▶ [Source text]:
The Nonsectarian Jewish University
Brandeis University rose quickly to academic excellence, but the nature of
its Jewish character remains ambiguous.
By Edward S. Shapiro
Reprinted with
permission from A Time for Healing: American Jewry Since World War II (Johns Hopkins University Press).
Of all American universities,
none played a more significant role in Jewish scholarship than Brandeis
University. Its distinguished faculty included Nahum Glatzer and Alexander
Altmann, two of the world's leading authorities on Jewish philosophy. Glatzer,
until 1933 when he left Germany, had held the chair of Jewish philosophy and
ethics at the University of Frankfurt previously occupied by Martin Buber.
Altmann had been a rabbi in Berlin and a lecturer in the city's Orthodox
rabbinical seminary before he fled Germany in 1938. In the 1950s, when Glatzer
and Altmann joined the Brandeis faculty, the university was less than 10 years
old.
Brandeis's meteoric rise to
academic excellence was without parallel in the history of American education.
The 107 students who made up Brandeis's first class in 1948 had enrolled in an
institution whose future was cloudy at best. Its campus in Waltham,
Massachusetts, had previously housed Middlesex University, a defunct medical
college, and its most imposing building resembled a medieval castle. The
university began with a library containing only 1,000 books, mostly out-of-date
medical texts. With only $33,000 in the bank, the institution's financial
condition appeared precarious.

▶ [Your objective]: Reproduce part of the passage on Brandeis University, starting with the words "Altmann had been" and ending after the words "of American education.". These lines have no connection to the passage on Brandeis University.

▶ [Information provided]:
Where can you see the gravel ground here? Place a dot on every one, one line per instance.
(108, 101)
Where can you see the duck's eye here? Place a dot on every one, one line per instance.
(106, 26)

▶ [Written solution]:
Altmann had been a rabbi in Berlin and a lecturer in the city's Orthodox
rabbinical seminary before he fled Germany in 1938. In the 1950s, when Glatzer
and Altmann joined the Brandeis faculty, the university was less than 10 years
old.
Brandeis's meteoric rise to
academic excellence was without parallel in the history of American education.